WORK REQUIRED:
Where the line containing "TARGET = spire pinnacle" appears in the records below, begin there and output each line verbatim through the last line.

Records drawn from a dataset:
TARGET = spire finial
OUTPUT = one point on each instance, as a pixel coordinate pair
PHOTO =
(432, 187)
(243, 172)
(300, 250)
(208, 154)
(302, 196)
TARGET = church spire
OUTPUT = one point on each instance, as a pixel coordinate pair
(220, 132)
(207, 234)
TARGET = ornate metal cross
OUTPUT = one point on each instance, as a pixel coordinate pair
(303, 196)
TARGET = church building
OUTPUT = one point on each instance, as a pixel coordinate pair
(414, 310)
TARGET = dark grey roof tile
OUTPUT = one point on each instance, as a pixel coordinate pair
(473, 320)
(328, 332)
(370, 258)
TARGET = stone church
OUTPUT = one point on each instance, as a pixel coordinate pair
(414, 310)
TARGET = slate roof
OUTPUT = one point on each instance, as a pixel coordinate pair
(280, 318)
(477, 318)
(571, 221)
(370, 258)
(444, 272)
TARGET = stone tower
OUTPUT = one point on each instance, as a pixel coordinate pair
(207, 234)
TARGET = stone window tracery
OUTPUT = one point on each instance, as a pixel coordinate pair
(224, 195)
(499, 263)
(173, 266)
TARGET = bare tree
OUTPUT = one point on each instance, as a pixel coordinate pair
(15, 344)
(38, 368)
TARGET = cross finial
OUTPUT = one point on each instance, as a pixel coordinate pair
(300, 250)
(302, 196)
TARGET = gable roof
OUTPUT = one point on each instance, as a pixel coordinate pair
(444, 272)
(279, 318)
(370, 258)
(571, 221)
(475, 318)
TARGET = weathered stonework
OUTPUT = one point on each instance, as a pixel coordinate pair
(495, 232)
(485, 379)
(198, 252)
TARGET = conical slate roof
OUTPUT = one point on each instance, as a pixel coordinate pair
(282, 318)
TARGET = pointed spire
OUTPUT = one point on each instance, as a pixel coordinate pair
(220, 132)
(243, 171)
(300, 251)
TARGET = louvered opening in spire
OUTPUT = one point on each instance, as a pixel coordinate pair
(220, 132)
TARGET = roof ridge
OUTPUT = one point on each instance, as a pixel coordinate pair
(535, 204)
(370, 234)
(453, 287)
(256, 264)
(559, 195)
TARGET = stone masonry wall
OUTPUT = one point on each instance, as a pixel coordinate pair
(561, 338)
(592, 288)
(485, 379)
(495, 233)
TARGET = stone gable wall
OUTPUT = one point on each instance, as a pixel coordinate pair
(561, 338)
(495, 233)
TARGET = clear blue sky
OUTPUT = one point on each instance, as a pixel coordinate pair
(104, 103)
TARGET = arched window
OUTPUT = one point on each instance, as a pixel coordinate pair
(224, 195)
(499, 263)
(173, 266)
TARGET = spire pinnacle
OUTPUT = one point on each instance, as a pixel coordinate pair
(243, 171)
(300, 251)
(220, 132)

TASK OUTPUT:
TARGET = spire pinnacle
OUTPUT = one point on each instance, as a pixel coordinate pair
(243, 171)
(300, 251)
(220, 132)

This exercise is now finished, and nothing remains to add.